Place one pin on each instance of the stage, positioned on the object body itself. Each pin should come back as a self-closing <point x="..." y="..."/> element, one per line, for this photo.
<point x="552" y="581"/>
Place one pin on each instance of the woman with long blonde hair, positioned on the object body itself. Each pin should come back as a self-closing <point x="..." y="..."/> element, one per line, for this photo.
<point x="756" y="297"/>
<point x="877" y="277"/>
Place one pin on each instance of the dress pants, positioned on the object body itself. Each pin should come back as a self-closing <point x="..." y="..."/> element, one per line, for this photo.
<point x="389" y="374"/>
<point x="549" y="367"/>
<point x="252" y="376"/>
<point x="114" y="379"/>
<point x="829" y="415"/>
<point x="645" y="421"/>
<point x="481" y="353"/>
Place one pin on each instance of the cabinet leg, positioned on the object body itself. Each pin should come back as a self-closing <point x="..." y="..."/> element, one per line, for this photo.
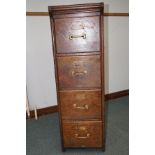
<point x="63" y="149"/>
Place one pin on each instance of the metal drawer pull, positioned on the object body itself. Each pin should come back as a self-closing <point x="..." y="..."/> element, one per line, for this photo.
<point x="82" y="137"/>
<point x="71" y="36"/>
<point x="77" y="73"/>
<point x="80" y="107"/>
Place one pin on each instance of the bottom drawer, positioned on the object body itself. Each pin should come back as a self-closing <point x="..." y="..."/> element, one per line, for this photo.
<point x="82" y="133"/>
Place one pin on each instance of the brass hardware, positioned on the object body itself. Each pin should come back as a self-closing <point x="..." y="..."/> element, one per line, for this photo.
<point x="81" y="107"/>
<point x="77" y="73"/>
<point x="77" y="36"/>
<point x="77" y="136"/>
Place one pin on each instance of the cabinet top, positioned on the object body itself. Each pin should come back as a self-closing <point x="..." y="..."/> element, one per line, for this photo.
<point x="76" y="8"/>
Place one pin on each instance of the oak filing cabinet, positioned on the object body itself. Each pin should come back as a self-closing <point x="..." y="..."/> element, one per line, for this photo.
<point x="77" y="36"/>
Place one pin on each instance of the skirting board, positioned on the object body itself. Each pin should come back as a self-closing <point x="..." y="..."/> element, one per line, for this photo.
<point x="53" y="109"/>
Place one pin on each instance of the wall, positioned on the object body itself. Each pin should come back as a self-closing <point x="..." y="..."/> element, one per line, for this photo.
<point x="40" y="68"/>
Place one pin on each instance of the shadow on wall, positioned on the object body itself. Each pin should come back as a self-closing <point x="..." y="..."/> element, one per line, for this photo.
<point x="106" y="49"/>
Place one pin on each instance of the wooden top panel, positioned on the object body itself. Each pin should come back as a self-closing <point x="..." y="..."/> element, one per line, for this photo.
<point x="67" y="9"/>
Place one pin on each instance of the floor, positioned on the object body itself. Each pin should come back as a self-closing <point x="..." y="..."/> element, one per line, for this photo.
<point x="43" y="138"/>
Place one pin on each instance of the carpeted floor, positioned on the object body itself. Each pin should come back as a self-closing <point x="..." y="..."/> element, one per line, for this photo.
<point x="43" y="138"/>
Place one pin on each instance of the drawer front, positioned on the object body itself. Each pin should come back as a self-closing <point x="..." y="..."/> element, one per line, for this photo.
<point x="80" y="105"/>
<point x="79" y="72"/>
<point x="82" y="134"/>
<point x="77" y="34"/>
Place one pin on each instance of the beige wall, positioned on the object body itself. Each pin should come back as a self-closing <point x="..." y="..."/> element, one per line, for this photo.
<point x="40" y="67"/>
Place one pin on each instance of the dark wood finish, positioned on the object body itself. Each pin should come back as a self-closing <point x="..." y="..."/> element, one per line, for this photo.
<point x="53" y="109"/>
<point x="78" y="72"/>
<point x="82" y="133"/>
<point x="117" y="94"/>
<point x="77" y="34"/>
<point x="79" y="77"/>
<point x="80" y="105"/>
<point x="28" y="13"/>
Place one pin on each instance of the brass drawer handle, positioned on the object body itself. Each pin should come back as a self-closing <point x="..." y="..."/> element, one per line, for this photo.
<point x="77" y="73"/>
<point x="82" y="137"/>
<point x="71" y="36"/>
<point x="81" y="107"/>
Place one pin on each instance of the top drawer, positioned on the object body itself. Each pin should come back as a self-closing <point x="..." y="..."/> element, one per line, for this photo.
<point x="77" y="34"/>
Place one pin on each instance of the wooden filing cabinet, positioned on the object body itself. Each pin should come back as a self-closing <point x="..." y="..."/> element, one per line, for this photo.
<point x="77" y="36"/>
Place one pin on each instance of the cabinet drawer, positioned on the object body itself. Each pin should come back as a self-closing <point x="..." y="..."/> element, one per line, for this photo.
<point x="77" y="34"/>
<point x="79" y="72"/>
<point x="82" y="134"/>
<point x="80" y="105"/>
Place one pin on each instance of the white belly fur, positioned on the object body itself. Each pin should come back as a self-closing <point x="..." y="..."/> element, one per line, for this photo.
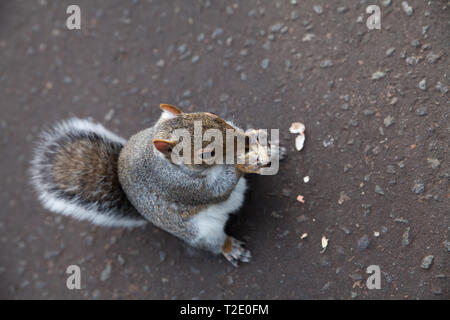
<point x="210" y="222"/>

--------------------------------

* _WHAT THIS TASK INVOLVES_
Retype the entire listing exactly as it appears, dropping only the pictures.

* _FINISHED TASK_
Place one pin on each instance of the stage, positioned on the object body itself. Each pin should come back as a self-closing <point x="..." y="..."/> element, one per line, for this photo.
<point x="552" y="581"/>
Place one pin on each instance of the woman with long blonde hair, positioned on the object body itself. Each pin should come back as a self-closing <point x="..." y="..."/> element, one per line, for this photo.
<point x="756" y="297"/>
<point x="877" y="277"/>
Place one pin on each instance of the dress pants, positioned on the object body itself. Each pin should come back as a self-closing <point x="..." y="..."/> element, one per line, for this photo.
<point x="389" y="374"/>
<point x="549" y="367"/>
<point x="252" y="376"/>
<point x="114" y="379"/>
<point x="829" y="415"/>
<point x="645" y="421"/>
<point x="481" y="353"/>
Place one pin on each instance of the cabinet leg, positioned on the object body itself. Each pin should come back as a self-closing <point x="..." y="..."/> element, one per line, for this photo.
<point x="63" y="149"/>
Place one pin on each instance of the metal drawer pull, positioned on the object body itself. Each pin should come back as a self-closing <point x="..." y="..."/> element, one per line, for this photo.
<point x="82" y="137"/>
<point x="71" y="36"/>
<point x="77" y="73"/>
<point x="80" y="107"/>
Place one pin on each instance of the bottom drawer, positioned on the object body itself. Each pin should come back as a self-closing <point x="..." y="..."/> element, one per line, for this photo.
<point x="82" y="133"/>
Place one pin on each instance of the brass hardware, positioned on the object body itself. Each pin should come back as a self-closing <point x="..." y="..."/> element, one per line, for this photo.
<point x="81" y="107"/>
<point x="77" y="73"/>
<point x="77" y="36"/>
<point x="77" y="136"/>
Place one pin on each instance of the cabinet top, positioned on the object body itself. Each pin should come back as a self-closing <point x="..." y="..."/> element, one per line, for this photo.
<point x="76" y="8"/>
Place one pin on each instance of the oak filing cabinet, positioned on the object body itself. Each pin should come back as a self-closing <point x="..." y="..."/> element, one per line, for this photo.
<point x="77" y="36"/>
Place one pin on each instance of the skirting board, positioned on the object body itself. Each pin should come back as a self-closing <point x="..." y="..."/> element, one per line, for this photo.
<point x="53" y="109"/>
Place one pin on each instance of the wall, positioned on the object body itself. Each pin should come back as a self-closing <point x="..." y="..."/> element, one per line, for this photo.
<point x="40" y="68"/>
Place one pin on each instance of the shadow on wall, positioned on the object body itself. Each pin should come back as a self-closing <point x="..." y="..."/> element, one per line, for this photo.
<point x="106" y="49"/>
Place one pin on each instance of the wooden top panel, positioned on the object body itself. Each pin should come back as a self-closing <point x="..." y="..."/> element, one per line, for this photo.
<point x="67" y="9"/>
Place one pin on each instance of the floor, positioned on the object body itself. Each pin should come back as a self-closing <point x="..." y="..."/> element, one per line, for this photo.
<point x="43" y="138"/>
Place one pin on each instance of the carpeted floor, positioned on the object body itself. Each pin should come back as a self-closing <point x="..." y="..."/> element, one per line, for this photo.
<point x="43" y="138"/>
Place one pin on each instance of the drawer front, positioned on the object body itself. Each pin should come back as a self-closing <point x="..." y="..."/> element, one per line, for this photo.
<point x="80" y="105"/>
<point x="79" y="72"/>
<point x="82" y="134"/>
<point x="77" y="34"/>
Place one pin on each instance of the beige wall, positioned on the object body itself. Each pin should come back as a self-closing <point x="..." y="..."/> element, one per line, for this photo.
<point x="40" y="67"/>
Place one pin on each instance of the dark wood finish, positioned on the object body itself. Each pin should come back as a self-closing <point x="..." y="..."/> element, one per line, for this photo.
<point x="53" y="109"/>
<point x="78" y="72"/>
<point x="82" y="133"/>
<point x="117" y="94"/>
<point x="77" y="34"/>
<point x="79" y="77"/>
<point x="80" y="105"/>
<point x="28" y="13"/>
Place one pin on each instance of the brass drawer handle, positioned on the object body itself. Each pin should come back as a self-closing <point x="..." y="..."/> element, one per line, for this photo.
<point x="77" y="73"/>
<point x="82" y="137"/>
<point x="71" y="36"/>
<point x="81" y="107"/>
Place one pin on each instance of the top drawer, positioned on the object body itself. Each pin should come back as a self-closing <point x="..." y="..."/> element, one per line, for this photo.
<point x="77" y="34"/>
Place one pin on each instance of the wooden filing cabinet, positioned on the object body itself. Each pin should come back as a self-closing <point x="..." y="..."/> element, one per line, for this photo.
<point x="77" y="36"/>
Place one pin on each instance of the cabinet drawer, positioned on the object body itself. Each pin should come back as a self-closing <point x="..." y="..."/> element, one per line, for this photo.
<point x="77" y="34"/>
<point x="79" y="72"/>
<point x="82" y="134"/>
<point x="80" y="105"/>
Place one pin on each instance of the white belly fur, positioned on the object body itself. Each pin should come back as a self-closing <point x="..." y="..."/> element, one per line, for this photo.
<point x="210" y="222"/>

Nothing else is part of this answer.